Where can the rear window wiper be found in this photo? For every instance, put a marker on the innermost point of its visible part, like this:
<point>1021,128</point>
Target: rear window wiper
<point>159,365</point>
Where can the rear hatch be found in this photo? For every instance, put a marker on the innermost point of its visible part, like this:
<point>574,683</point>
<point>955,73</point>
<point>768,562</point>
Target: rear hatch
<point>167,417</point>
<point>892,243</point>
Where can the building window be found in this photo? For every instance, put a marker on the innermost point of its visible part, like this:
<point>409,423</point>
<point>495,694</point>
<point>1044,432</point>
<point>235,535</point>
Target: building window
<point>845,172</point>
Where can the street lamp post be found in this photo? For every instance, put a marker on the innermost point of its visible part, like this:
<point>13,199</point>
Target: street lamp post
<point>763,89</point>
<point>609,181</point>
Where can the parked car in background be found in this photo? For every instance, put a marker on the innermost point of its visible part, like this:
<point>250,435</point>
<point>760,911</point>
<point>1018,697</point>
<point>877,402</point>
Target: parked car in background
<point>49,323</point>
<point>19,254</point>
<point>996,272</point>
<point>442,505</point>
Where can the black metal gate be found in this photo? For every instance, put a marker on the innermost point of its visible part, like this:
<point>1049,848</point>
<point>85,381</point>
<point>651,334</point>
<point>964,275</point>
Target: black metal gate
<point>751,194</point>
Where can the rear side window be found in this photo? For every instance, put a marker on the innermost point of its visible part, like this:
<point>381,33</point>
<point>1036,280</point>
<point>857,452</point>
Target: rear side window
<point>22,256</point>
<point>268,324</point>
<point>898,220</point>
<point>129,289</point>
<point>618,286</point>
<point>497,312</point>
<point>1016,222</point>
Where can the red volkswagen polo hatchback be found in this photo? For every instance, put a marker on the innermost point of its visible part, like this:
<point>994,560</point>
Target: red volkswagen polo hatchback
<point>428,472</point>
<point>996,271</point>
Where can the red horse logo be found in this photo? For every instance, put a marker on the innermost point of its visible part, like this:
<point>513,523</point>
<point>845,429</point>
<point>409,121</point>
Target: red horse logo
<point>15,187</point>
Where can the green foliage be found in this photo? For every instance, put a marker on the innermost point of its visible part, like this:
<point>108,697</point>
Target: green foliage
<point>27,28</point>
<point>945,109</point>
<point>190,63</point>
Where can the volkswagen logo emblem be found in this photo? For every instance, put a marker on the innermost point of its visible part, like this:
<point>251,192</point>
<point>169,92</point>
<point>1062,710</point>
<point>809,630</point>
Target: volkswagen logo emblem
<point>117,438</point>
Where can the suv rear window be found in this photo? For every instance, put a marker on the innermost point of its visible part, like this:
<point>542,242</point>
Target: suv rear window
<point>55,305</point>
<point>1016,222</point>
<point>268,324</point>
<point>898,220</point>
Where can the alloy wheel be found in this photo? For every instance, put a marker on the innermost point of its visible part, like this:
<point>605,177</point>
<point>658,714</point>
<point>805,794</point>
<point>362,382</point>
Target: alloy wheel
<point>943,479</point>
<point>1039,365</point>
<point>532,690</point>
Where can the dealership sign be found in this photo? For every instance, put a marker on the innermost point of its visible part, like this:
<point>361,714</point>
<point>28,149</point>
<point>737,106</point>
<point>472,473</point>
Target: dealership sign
════════════════════
What this task involves » Lay out every line from the start of the entries through the line containing "<point>159,365</point>" as a Markdown table with two columns, Row and Line. Number each line in Row, place its text in Line, and leave out any blank lines.

Full output »
| Row | Line |
|---|---|
| 1 | Where can the rear window wiper be found in this photo? For every instance, put a marker on the innermost point of its visible part, like this: |
| 2 | <point>1021,128</point> |
| 3 | Target: rear window wiper |
| 4 | <point>159,365</point> |